Written exercise A: List each line in the entries below that contains the string "rocks".

[Start of Text block]

Other Top Ten Players in BABIP Projections:
The six players listed above were the players for whom my model looked at 2006-2008 numbers and produced the highest BABIP projection. For players who did not have 300 PA in each of these seasons, I had to use alternative projections using smaller data. These were inherently more conservative, but they did suggest four other players would have very high BABIPs anyway, and all four of them have.

First, there’s Matt Kemp. Despite Kemp’s power tendencies and relatively high strikeout rate, Kemp is also a BABIP Superstar, but he’s unlike other players similar to him in those regards because of his speed; a reflection of that is that Kemp has a 12.8 percent rate of infield hits per ground ball this season. He also rarely pops out when he doesn’t miss, doing so only 4.6 percent of the time this season, and only 2.0 percent of the time in 2008. He also hits the ball very hard, allowing many line drives and outfield flies to fall in as well. This year, he has a BABIP of .359, even higher than my .346 projection.

I projected Yunel Escobar to have a .338 BABIP and he has managed a .321. One reason that Escobar has had a high BABIP in the past is his high ground-ball rate, which was 56.6 percent in 2007 and 58.1 percent in 2008. This has fallen to only 50.5 percent in 2009, explaining some of the lower-than-expected BABIP. He has however continued to avoid popups, doing so on just 3.7 percent of his balls in play this year, mirroring last year’s numbers. Despite his speed, he does not get many hits on ground balls or even many infield hits, and has been about average in both categories. Instead, his batted-ball rates are the primary determinant of Escobar’s BABIP skills. Although he has done quite well on fly balls this year (hitting .302 on outfield flies), this is unlikely to stay that high, so keeping his BABIP from falling will probably require bringing that ground-ball rate back up.

Even though Fred Lewis and Denard Span only had one season with over 300 PA apiece, my system still was able to see their high BABIP clips in 2009 coming. Both were projected at .341, and have 2009 BABIP marks of .359 and .355. Their high BABIP rates were foreseeable primarily due to their high ground-ball rates and low pop-up rates. Lewis has also succeeded at getting outfield ground-ball hits, while Span has succeeded at getting outfield fly-ball hits.

Where Do We Go From Here?

Looking at these ten BABIP Superstars, we can see several consistent trends emerging, even though there is no trait that all of these players have in common. One obvious source of high BABIP is high ground-ball rates and low pop-up rates. As ground balls lead to hits in play more frequently than fly balls, and line-drive rate is not terribly persistent, a high ground-ball rate can help a player improve his BABIP. Avoiding popups helps as well. Speed is obviously a common trait to several of these players, both because it increases the odds of ground balls becoming hits without reaching the outfield, but also because the infield playing in to prepare for this gives them less reaction time to avoid balls getting through to the outfield anyway. Line-drive BABIP is not a common source of high BABIP for the BABIP Superstars, as line-drive BABIP is mostly correlated with a skill for hitting for power, and few of these players are true power hitters. However, many of them have at least decent power, which keeps outfielders from cheating in.

[End of Text block]

Written exercise B: According to the BABIP analysis, what percentage of his ground balls did Matt Kemp turn into infield hits this season?

[Start of Available records]

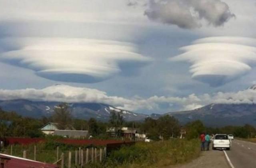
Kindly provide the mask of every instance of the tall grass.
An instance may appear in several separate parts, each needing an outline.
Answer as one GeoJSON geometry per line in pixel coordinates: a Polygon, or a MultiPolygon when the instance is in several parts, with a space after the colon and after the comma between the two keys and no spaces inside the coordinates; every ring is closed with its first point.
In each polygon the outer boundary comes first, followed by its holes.
{"type": "Polygon", "coordinates": [[[92,164],[90,167],[164,167],[190,160],[200,153],[200,142],[197,140],[140,142],[113,151],[103,163],[92,164]]]}

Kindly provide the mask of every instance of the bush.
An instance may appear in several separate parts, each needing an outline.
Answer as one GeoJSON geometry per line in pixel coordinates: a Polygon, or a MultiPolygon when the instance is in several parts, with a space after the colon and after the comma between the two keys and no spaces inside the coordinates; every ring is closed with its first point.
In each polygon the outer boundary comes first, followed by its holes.
{"type": "Polygon", "coordinates": [[[112,152],[102,164],[92,168],[162,167],[182,163],[199,156],[200,142],[173,138],[164,142],[139,142],[112,152]]]}

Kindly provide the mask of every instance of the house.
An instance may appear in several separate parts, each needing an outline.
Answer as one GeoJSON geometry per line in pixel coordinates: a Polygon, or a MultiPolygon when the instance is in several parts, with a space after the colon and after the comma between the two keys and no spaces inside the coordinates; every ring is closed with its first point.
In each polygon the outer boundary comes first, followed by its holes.
{"type": "Polygon", "coordinates": [[[88,135],[87,130],[78,130],[71,126],[65,130],[61,130],[58,123],[49,122],[40,128],[40,130],[47,135],[58,135],[67,138],[85,138],[88,135]]]}
{"type": "Polygon", "coordinates": [[[58,166],[0,154],[0,168],[58,168],[58,166]]]}
{"type": "Polygon", "coordinates": [[[58,130],[58,123],[49,122],[42,127],[40,130],[47,135],[52,135],[54,131],[58,130]]]}
{"type": "Polygon", "coordinates": [[[137,133],[136,129],[132,128],[123,127],[121,130],[122,136],[124,138],[130,140],[135,140],[135,134],[137,133]]]}
{"type": "Polygon", "coordinates": [[[88,131],[79,130],[55,130],[54,135],[58,135],[67,138],[86,138],[88,136],[88,131]]]}
{"type": "Polygon", "coordinates": [[[136,141],[144,141],[146,136],[145,134],[135,134],[135,140],[136,141]]]}
{"type": "Polygon", "coordinates": [[[106,132],[112,137],[120,136],[124,139],[129,139],[130,140],[135,140],[135,134],[137,133],[136,129],[129,127],[108,128],[106,132]]]}

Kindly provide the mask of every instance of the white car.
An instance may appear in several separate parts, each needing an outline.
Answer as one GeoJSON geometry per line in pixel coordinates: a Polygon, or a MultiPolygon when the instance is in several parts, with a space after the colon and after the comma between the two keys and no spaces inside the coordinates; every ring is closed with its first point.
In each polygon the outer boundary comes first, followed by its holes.
{"type": "Polygon", "coordinates": [[[228,139],[230,140],[234,140],[234,135],[232,134],[230,134],[228,136],[228,139]]]}
{"type": "Polygon", "coordinates": [[[230,150],[231,147],[231,142],[226,134],[216,134],[214,137],[212,143],[212,149],[217,148],[230,150]]]}
{"type": "Polygon", "coordinates": [[[149,139],[148,138],[147,138],[147,137],[145,139],[145,142],[150,142],[152,140],[151,140],[151,139],[149,139]]]}

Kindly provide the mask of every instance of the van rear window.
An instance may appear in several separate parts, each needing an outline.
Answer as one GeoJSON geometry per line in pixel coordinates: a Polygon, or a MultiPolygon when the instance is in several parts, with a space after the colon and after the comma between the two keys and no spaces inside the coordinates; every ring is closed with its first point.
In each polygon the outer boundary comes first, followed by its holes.
{"type": "Polygon", "coordinates": [[[217,135],[215,136],[214,139],[216,140],[228,140],[227,135],[217,135]]]}

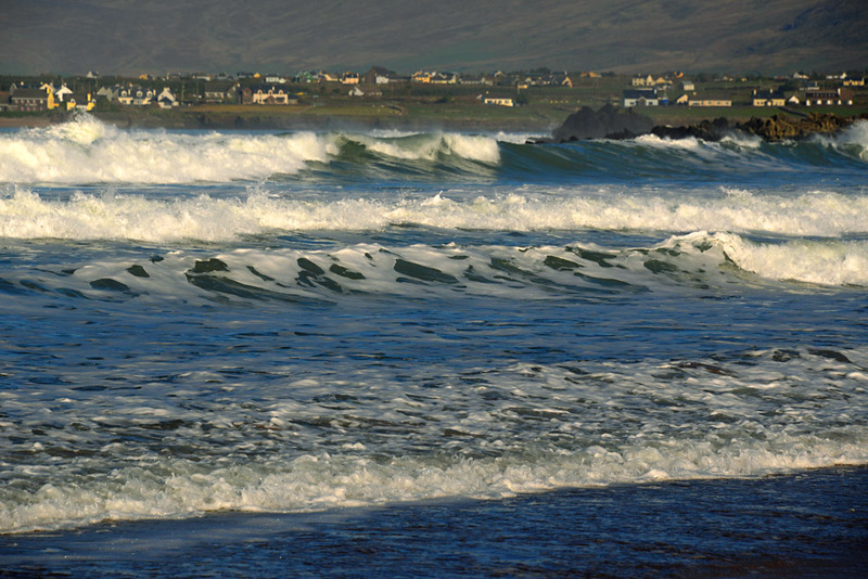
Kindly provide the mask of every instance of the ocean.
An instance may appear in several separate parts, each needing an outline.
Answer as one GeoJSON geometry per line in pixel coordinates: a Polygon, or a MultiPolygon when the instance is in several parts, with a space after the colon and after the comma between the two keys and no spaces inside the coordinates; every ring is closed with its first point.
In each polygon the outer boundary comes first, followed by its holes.
{"type": "Polygon", "coordinates": [[[0,576],[865,574],[868,123],[534,137],[0,131],[0,576]]]}

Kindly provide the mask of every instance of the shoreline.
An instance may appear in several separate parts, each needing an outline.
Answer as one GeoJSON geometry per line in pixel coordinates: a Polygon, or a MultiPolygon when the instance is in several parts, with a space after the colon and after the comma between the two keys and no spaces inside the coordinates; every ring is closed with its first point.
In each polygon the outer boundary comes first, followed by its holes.
{"type": "Polygon", "coordinates": [[[674,577],[833,577],[866,564],[866,480],[865,465],[831,466],[488,501],[106,520],[0,536],[0,564],[25,577],[219,569],[245,577],[316,570],[385,578],[406,571],[407,561],[432,577],[635,577],[649,569],[674,577]],[[481,527],[489,532],[480,535],[481,527]]]}

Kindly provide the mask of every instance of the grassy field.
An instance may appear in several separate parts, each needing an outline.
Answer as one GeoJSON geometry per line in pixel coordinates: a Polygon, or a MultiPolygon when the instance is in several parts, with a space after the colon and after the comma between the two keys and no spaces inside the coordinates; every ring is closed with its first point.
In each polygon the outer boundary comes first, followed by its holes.
{"type": "MultiPolygon", "coordinates": [[[[404,85],[382,90],[363,87],[368,94],[350,97],[345,88],[297,86],[298,103],[292,105],[196,104],[170,111],[156,107],[100,104],[97,117],[124,127],[205,129],[335,129],[395,128],[467,131],[533,131],[549,133],[579,107],[599,108],[618,104],[627,79],[624,77],[579,78],[572,88],[404,85]],[[487,97],[513,99],[521,106],[483,104],[487,97]]],[[[812,111],[840,116],[868,114],[868,91],[857,93],[855,106],[793,108],[753,107],[755,88],[774,86],[769,80],[709,82],[702,94],[729,99],[731,107],[679,105],[643,107],[637,112],[655,125],[682,126],[725,117],[745,121],[777,114],[799,116],[812,111]]],[[[671,98],[680,91],[672,90],[671,98]]],[[[65,118],[58,112],[0,113],[0,127],[38,126],[65,118]]]]}

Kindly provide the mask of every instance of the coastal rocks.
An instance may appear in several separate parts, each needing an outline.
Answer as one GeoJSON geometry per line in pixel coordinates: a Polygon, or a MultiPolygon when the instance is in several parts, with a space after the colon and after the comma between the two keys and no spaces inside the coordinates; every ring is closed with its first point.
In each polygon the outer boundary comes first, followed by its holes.
{"type": "Polygon", "coordinates": [[[853,119],[838,115],[810,113],[803,118],[775,115],[771,118],[751,118],[739,130],[762,137],[766,141],[799,140],[810,134],[834,134],[850,126],[853,119]]]}
{"type": "Polygon", "coordinates": [[[556,142],[584,141],[586,139],[633,138],[644,134],[654,127],[654,123],[633,108],[617,108],[611,104],[595,112],[588,106],[570,115],[554,129],[552,139],[556,142]]]}
{"type": "Polygon", "coordinates": [[[597,112],[584,107],[570,115],[563,125],[554,129],[552,141],[563,143],[586,139],[634,139],[641,134],[654,134],[661,139],[692,137],[704,141],[719,141],[729,134],[746,133],[775,142],[801,140],[812,134],[834,134],[857,118],[868,119],[868,116],[854,118],[812,112],[790,117],[781,113],[767,118],[752,117],[745,123],[735,123],[720,117],[689,126],[671,127],[653,126],[650,118],[635,113],[631,108],[623,110],[605,105],[597,112]]]}

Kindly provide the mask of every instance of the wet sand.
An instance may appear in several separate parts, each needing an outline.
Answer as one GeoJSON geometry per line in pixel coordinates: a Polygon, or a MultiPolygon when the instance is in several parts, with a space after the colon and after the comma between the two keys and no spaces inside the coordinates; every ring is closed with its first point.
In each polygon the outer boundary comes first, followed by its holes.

[End of Available records]

Response A:
Kindly provide the mask of every instance of the coastal rocks.

Response B: 12.8 percent